**Excerpt provided:**
My personal notes on the book The Software Architect Elevator by Gregor Hohpe.
The Architect
- Architects deal with non-requirements: it refers to requirements that aren’t stated anywhere. This includes context, tacit assumptions, hidden dependencies, and other things that were never spelled out.
- Architects play a critical role as a connecting and translating element, especially in large organizations where departments speak different languages, have different viewpoints, and drive toward conflicting objectives.
- Architects can fill an important void in large enterprises: they work and communicate closely with technical staff on projects, but are also able to convey technical topics to upper management without losing the essence of the message. Conversely, they understand the company’s business strategy and can translate it into technical decisions that support it.
- Periodic gluing, gardening, guiding, impressing, and a little bit of all-knowing every now and then can make for a pretty good architect.
- Defining a system’s architecture is a balancing act between many, often-conflicting goals: flexible systems can be complex; high-performing systems can be difficult to understand; easy-to-maintain systems can take more effort to construct initially.
- Rate of change is a major driver of architecture’s value and architectural decisions.
- A software system’s first derivative is its build and deployment toolchain.
- Knowing that the software toolchain is the first derivative, increasing a software system’s rate of change requires a well-tuned toolchain
- When designing a system for change, it’s again helpful to think about the opposite - the aspects that impede change:
- Dependencies: too many interdependencies between a system’s components will result in small changes needing adjustments in many places, increasing both effort and risk.
- Friction: both cost and risk of change increase with friction, generated, for example, by long lead times for infrastructure provisioning or numerous manual deployment steps.
- Poor quality: There’s a common misbelief that good quality requires extra time and effort. The inverse is actually true: poor quality slows down software delivery.
- Fear: often ignored, a programmer’s attitude has a major impact on the rate of change. Poor quality and low levels of automation make change a risky proposition. Developers will thus be afraid of making changes. If fear slows you down, confidence should speed you up.
- Automated tests give teams confidence and thus increase the rate of change. That’s why determining whether a system has sufficient test coverage shouldn’t be measured in the percentage of lines of code covered. Rather, it should be measured by whether teams can make changes confidently.

**Required actions:**
**A.** List the aspects that the book notes name as impeding change.
**B.** In the stored records, echo the lines starting with the line containing "Task: Where can the window frame" and going on through the line containing "x=477, y=133".

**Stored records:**
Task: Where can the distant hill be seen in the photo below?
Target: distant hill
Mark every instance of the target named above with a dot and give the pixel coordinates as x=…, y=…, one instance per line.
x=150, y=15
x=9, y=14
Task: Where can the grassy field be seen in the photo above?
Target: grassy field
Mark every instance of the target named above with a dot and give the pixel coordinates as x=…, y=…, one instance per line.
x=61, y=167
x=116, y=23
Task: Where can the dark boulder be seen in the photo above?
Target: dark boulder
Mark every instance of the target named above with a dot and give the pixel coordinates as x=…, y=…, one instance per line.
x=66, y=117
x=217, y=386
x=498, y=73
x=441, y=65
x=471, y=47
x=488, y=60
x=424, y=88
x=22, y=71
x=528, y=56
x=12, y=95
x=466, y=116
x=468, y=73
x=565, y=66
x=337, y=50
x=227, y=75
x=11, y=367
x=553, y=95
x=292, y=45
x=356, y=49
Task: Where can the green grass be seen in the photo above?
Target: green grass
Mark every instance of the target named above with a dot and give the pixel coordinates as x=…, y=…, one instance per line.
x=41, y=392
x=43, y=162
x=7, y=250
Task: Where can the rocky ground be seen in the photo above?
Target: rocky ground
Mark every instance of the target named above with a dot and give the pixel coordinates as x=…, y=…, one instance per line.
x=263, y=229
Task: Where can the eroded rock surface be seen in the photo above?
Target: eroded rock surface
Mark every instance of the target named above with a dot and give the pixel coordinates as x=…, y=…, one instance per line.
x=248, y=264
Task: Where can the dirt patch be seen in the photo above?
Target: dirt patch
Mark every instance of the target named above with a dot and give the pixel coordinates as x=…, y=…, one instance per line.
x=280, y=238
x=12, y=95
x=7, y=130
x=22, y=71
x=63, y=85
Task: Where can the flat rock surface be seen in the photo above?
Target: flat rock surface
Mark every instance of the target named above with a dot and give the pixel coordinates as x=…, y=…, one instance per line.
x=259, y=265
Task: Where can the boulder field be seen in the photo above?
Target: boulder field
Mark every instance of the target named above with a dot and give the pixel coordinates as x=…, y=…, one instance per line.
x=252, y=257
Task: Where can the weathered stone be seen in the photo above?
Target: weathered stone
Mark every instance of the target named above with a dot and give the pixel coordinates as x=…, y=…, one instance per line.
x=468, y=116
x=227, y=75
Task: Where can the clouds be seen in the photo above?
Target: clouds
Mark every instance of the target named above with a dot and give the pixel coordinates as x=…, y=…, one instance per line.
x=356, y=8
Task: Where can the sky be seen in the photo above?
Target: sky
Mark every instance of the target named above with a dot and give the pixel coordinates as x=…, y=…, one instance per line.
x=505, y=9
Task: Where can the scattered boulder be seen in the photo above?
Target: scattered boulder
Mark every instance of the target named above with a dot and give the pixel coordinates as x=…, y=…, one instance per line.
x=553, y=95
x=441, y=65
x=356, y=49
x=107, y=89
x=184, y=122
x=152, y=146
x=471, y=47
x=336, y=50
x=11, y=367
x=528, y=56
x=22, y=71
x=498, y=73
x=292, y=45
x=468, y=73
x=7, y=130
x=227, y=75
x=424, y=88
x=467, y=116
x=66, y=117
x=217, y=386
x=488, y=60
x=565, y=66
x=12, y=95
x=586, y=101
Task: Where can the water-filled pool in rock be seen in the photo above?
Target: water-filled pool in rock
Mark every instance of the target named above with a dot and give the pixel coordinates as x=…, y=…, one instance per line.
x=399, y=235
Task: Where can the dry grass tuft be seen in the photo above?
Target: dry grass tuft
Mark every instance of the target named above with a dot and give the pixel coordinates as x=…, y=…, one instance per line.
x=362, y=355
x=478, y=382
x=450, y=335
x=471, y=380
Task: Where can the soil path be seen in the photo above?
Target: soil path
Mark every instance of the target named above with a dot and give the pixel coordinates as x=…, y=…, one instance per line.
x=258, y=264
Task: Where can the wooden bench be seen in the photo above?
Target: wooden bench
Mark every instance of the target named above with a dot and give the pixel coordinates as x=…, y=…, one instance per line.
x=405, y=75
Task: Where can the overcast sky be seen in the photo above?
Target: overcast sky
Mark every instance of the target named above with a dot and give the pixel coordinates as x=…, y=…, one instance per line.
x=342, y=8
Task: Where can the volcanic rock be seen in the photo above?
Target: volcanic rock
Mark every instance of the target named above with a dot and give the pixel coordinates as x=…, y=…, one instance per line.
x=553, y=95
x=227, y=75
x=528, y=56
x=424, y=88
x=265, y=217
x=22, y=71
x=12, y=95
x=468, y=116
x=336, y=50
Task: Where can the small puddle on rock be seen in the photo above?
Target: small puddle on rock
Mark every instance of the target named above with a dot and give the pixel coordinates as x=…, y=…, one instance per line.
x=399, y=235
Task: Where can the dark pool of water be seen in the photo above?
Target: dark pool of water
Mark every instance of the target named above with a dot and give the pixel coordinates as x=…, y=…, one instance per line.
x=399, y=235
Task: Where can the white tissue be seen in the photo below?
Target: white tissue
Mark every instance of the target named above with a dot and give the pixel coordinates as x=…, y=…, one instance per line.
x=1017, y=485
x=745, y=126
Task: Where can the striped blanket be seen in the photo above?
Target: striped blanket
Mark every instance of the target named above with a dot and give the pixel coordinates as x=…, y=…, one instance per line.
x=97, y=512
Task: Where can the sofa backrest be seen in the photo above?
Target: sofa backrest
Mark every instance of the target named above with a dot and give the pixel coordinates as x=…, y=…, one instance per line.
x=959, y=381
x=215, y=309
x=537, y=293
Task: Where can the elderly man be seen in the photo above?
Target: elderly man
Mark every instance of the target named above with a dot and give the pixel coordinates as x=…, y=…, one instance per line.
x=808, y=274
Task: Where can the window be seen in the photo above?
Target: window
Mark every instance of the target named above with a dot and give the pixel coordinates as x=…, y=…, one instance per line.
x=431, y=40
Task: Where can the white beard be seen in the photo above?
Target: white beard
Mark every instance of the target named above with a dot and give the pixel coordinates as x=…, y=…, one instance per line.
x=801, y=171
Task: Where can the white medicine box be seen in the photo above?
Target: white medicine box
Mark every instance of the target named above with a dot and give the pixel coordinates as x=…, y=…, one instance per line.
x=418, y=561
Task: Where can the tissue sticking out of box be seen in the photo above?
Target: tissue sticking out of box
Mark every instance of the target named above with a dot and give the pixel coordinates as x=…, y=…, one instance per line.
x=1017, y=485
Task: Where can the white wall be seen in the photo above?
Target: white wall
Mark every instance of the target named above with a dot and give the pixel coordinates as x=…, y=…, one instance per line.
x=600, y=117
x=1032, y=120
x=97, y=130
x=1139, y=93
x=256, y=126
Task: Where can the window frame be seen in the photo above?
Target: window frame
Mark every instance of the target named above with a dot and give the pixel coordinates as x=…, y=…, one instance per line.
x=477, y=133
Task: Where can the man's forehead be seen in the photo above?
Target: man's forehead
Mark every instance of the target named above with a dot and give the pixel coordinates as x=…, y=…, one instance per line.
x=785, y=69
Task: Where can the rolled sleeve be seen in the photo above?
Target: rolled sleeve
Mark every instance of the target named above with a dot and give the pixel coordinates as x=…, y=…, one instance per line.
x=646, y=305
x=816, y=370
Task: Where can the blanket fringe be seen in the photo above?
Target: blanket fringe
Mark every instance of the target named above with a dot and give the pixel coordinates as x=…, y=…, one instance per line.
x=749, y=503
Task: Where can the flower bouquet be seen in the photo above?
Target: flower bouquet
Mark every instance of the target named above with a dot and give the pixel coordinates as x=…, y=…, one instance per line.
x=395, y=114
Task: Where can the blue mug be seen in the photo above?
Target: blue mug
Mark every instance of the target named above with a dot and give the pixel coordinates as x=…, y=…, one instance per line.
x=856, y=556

**Solutions to the exercise:**
**A.**
Dependencies
Friction
Poor quality
Fear

**B.**
Task: Where can the window frame be seen in the photo above?
Target: window frame
Mark every instance of the target named above with a dot and give the pixel coordinates as x=…, y=…, one instance per line.
x=477, y=133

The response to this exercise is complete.